━━ Data records ━━
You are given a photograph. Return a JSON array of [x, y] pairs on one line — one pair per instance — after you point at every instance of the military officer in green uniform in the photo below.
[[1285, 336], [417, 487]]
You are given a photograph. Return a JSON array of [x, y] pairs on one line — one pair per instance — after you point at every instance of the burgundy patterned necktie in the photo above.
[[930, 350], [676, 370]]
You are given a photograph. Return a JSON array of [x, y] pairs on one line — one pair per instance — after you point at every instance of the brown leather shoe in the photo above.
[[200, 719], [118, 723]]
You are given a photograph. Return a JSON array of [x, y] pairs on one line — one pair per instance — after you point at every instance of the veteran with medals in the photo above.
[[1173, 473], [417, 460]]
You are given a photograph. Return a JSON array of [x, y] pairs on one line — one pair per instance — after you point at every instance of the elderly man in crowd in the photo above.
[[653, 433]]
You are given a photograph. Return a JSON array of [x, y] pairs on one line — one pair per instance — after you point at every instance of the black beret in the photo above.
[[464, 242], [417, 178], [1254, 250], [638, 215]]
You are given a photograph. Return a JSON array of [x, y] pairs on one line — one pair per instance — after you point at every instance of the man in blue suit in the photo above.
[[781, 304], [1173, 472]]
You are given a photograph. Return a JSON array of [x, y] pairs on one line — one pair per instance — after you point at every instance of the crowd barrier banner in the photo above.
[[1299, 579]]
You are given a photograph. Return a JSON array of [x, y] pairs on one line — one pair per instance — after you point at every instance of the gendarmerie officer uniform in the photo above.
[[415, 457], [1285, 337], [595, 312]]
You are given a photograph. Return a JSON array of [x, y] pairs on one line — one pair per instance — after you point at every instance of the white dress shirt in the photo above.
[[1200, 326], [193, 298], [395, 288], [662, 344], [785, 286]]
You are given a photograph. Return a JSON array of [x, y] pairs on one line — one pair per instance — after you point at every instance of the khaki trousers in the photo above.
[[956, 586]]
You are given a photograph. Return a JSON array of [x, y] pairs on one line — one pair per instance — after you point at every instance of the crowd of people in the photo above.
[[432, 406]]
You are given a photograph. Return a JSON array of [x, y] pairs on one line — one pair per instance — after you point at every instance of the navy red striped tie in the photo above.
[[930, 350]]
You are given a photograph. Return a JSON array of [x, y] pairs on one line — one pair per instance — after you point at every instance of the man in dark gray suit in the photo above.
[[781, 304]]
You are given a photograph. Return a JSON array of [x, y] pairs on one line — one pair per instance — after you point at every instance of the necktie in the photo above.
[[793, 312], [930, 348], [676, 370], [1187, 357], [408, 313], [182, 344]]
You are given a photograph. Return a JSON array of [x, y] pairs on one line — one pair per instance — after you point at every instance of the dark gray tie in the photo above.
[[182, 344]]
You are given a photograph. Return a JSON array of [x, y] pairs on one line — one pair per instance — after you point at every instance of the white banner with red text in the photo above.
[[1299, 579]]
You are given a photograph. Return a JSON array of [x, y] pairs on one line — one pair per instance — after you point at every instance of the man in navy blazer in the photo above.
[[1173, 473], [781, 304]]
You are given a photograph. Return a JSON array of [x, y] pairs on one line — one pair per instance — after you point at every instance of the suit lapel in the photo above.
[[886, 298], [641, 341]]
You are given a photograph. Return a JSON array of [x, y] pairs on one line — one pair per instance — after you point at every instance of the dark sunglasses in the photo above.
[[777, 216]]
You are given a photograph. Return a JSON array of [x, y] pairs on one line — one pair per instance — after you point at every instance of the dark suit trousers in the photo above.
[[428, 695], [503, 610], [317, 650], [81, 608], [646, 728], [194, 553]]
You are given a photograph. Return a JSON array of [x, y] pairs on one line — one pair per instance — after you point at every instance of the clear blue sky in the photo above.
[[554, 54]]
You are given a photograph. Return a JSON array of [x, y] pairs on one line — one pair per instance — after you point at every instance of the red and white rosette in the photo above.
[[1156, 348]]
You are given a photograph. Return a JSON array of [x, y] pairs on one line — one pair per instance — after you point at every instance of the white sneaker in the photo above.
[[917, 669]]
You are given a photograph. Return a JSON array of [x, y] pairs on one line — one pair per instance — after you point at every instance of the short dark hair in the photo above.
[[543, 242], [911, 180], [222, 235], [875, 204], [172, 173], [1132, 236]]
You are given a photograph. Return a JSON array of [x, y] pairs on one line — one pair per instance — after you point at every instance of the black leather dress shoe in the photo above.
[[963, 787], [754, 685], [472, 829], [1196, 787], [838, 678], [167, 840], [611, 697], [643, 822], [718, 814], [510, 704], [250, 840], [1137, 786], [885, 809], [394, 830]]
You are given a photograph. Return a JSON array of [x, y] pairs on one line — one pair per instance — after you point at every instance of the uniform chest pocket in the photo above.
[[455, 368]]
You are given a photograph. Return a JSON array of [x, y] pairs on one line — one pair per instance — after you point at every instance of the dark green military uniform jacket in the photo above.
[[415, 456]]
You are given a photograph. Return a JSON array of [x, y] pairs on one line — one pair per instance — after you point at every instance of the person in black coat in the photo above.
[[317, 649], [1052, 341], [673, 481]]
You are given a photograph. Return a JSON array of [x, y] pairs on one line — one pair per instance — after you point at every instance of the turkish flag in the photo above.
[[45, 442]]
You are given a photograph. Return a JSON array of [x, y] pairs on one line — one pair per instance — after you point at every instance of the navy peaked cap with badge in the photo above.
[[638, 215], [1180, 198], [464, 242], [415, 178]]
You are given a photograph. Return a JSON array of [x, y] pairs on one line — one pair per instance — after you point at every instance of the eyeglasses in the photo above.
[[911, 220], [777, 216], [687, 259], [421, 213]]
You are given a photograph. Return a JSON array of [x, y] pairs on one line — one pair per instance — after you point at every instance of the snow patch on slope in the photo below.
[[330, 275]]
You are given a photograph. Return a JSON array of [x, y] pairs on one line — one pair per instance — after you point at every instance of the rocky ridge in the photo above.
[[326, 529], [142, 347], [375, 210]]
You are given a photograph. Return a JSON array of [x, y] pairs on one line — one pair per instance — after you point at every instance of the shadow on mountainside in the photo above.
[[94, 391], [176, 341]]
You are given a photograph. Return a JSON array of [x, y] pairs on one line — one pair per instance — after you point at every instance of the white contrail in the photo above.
━━━
# The problem
The records above must be retyped in full, exactly.

# Task result
You are given a photograph. Return a JSON array of [x, y] pairs on one line — one pair per instance — after you point at every instance of the military officer in green uniform in the photo below.
[[1285, 336], [417, 487]]
You are given a photograph. Return a JSON array of [x, y] pairs on one line — one pair per instance — after you point at every instance of the burgundy patterned necktie in the photo above.
[[930, 350], [676, 370]]
You are given a photograph. Return a JSON array of [x, y] pairs on one line — one pair per instance — after you point at every instance of the brown leather shoe in the photo above.
[[200, 719], [118, 723]]
You are given a photograph. Return a JSON array of [x, y] pairs on one line — one pair per instance — after you point at every instance of the veteran with medals in the photo above.
[[1173, 473], [417, 460]]
You are given a photograph. Return a JSON array of [x, y] pairs on one line — one pair per instance — after you point at every instance of the elderly man in crowd in the photo above.
[[653, 433]]
You are given a photograph. Return a JSON array of [x, y] pairs on one line — one pair per instance — after you point at every instance of the black beret in the photo above.
[[464, 242], [417, 178], [1254, 250], [638, 215]]
You are given a photograph. Return a JSON array of [x, y] pairs on one line — one pair per instance — after you point at every instance of the man in blue suit in the photo above.
[[781, 304], [1173, 472]]
You are given a photograph. Return a JSON array of [x, y] pairs on one line — one pair per instance — after you point at every instance of the crowd barrier banner in the photo above.
[[1299, 579]]
You are given a photograph. Return a JSON array of [x, y] pairs on one line — one pair per instance — after you point at every instance of the gendarmerie officer uniform in the photo above.
[[415, 457], [1285, 337], [595, 312]]
You are given a photograph. Return a JSON array of [x, y] pairs on one line — one pair per instance — after you point at every instance of the white dress shirt in the photo above.
[[1200, 326], [193, 298], [395, 288], [662, 344], [785, 286]]
You are given a photograph. Return a JSON array of [x, y] pairs on one line — one pair per instance — after you point at every instance of the khaki trousers in the photo above.
[[956, 586]]
You are given a photograph. Return a JSON array of [x, y] pairs on one line — one pair per instance — after you point at every instance of the crowd of people in the photo above.
[[432, 406]]
You are given a photograph. Return a JSON array of [x, y] pairs on one line — one pair per instance — after you point at every instance of the navy red striped tie in the photo above.
[[930, 350]]
You are given a photograph. Return a JSON array of [x, y] pairs on one line — one pair per instance — after you point at every instance of the man in dark gray suit in the photo above.
[[781, 304]]
You are given a photograph. Return a JSON array of [x, y] pairs on one line — one pair per instance — after you point at every instance of the necktie in the photo above.
[[793, 312], [930, 348], [676, 370], [1187, 357], [408, 313], [182, 344]]
You are given a photograph. Return a JSON array of [x, y] pairs on one line — one pair per instance — after you point at every instance of the dark gray tie in the photo above.
[[182, 344]]
You are given a photograph. Return a JSON array of [x, y] pairs on one line — one pair per instance — after you point at every instance of the white banner with red text in the photo above.
[[1299, 579]]
You are given a photograph. Return a JSON array of [x, y] pairs on one line — one pair per instance — after you point at every instance of the man in navy blazer in the photo above.
[[1173, 473], [781, 304]]
You are given a photograph. Return a JSON array of [x, y] pairs on one line — one pair per instance — after you point at every instance of the suit lapel in the photo above.
[[886, 298], [641, 341]]
You are given a photograph. Return a JSON array of [x, y] pairs on one line — one pair per instance — after you point at every instance of the dark sunglasses in the photo above.
[[777, 216]]
You are given a photograph. Return a JSON array of [x, y] pairs on one line — one pair per instance — after you point at every instance of the dark suit trousers in the photo above.
[[428, 695], [503, 610], [317, 650], [81, 608], [646, 728], [194, 553]]
You are given a photograph. Return a JSON array of [x, y] pairs on one line — one pair per instance — after you point at every instance of the clear blue sky in the photo above.
[[554, 54]]
You are given a photograph. Return a JSON array of [x, y] pairs on one line — one pair per instance — after you point at every instance of the red and white rosette in the photo above.
[[1156, 348]]
You are given a photograph. Return a JSON array of [x, y] pairs on one line — one pair per instance — after you point at every instance of the white sneaker in the photo above.
[[917, 669]]
You are given a photograph. Return a JSON array of [x, y] pairs on one line — one pair per instance — after you point at every instance of the short dark hair in the photo above.
[[543, 242], [911, 180], [222, 235], [875, 204], [172, 173], [1132, 236]]
You are given a photograph. Return a JSON array of [x, y] pairs on one line — one pair per instance — after you point at every instance of the black leather dress shoe in the photo above.
[[963, 787], [754, 685], [472, 829], [1196, 787], [838, 678], [167, 840], [611, 697], [643, 822], [718, 814], [510, 704], [250, 840], [1137, 786], [885, 809], [394, 830]]
You are given a photograph. Return a JSON array of [x, y] pairs on one line — one pair per instance — after you point at every instance of the uniform chest pocket in the photo above.
[[455, 368]]
You are given a photograph. Return a JSON array of [x, y] pairs on one line — one pair per instance — after you point at every instance of the dark green military uniform jacket in the photo above.
[[415, 456]]
You are given a photograph. Return a JSON array of [x, y] pairs on one line — one pair per instance — after you point at every instance of the person in black coat in the photo above.
[[317, 649], [1052, 341], [673, 481]]
You are given a photograph. Return a JSON array of [x, y] pairs on one line — one pair per instance — after you point at every instance of the turkish flag in the photo above.
[[45, 442]]
You are given a photograph. Return a JSON array of [x, y] pairs on one line — one pair per instance — after you point at every instance of the navy peaked cap with badge in the photo above.
[[638, 215], [1180, 198], [464, 242], [415, 178]]
You are given a photograph. Return a JSON array of [x, y] pairs on one line — one pair per instance — after you point at every instance of the eyeglasses in the photo above.
[[911, 220], [777, 216], [687, 259], [421, 213]]
You are given a photograph. Return a JSON array of [x, y] pairs on one line — one pair per instance — after you point at every instance of the snow patch on slope in the photo below.
[[330, 275]]
You are given a photograph. Return a JSON array of [x, y] pairs on one line — one pair per instance — after you point at every instance of the rocky ridge in the photo above.
[[326, 529], [142, 347], [375, 210]]
You are given a photograph. Return a JSON array of [x, y] pairs on one line — one pair per instance — after you point at every instance of the shadow on mountainside in the photo above.
[[94, 391], [176, 341]]
You are given a photograph. Return a JSON array of [x, y] pairs on one line — one pair per instance — after you point at every instance of the white contrail in the photo above.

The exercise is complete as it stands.